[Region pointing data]

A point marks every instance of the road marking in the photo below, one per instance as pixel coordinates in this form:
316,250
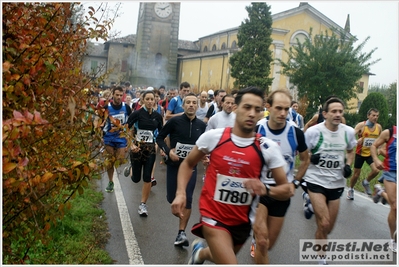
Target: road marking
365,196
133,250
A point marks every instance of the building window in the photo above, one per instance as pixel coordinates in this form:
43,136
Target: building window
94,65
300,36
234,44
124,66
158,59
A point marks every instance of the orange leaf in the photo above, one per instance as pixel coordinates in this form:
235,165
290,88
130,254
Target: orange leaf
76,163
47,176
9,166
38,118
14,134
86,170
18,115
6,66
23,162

==

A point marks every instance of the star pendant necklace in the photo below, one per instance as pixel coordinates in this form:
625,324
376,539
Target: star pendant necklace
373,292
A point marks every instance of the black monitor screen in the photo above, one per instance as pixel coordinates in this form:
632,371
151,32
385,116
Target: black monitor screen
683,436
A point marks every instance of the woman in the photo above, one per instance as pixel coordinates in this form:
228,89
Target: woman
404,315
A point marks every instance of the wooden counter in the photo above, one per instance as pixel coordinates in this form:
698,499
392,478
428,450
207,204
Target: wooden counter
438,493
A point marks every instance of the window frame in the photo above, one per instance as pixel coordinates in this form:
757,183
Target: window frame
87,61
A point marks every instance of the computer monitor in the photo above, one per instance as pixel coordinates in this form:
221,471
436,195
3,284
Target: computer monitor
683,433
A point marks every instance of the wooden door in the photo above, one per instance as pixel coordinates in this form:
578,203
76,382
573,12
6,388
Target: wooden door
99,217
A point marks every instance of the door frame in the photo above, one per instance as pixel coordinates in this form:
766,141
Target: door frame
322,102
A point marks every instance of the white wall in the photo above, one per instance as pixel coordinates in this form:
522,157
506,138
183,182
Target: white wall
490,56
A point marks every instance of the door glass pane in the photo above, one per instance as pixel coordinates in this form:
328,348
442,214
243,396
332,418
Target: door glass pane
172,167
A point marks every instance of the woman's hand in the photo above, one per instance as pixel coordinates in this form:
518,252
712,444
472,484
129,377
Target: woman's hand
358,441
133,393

* * *

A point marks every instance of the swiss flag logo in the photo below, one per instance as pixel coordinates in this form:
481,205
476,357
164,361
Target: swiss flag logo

• Task to complete:
All that is needed is the number of lines above in which the string "logo" appears.

• Reply to the exercise:
2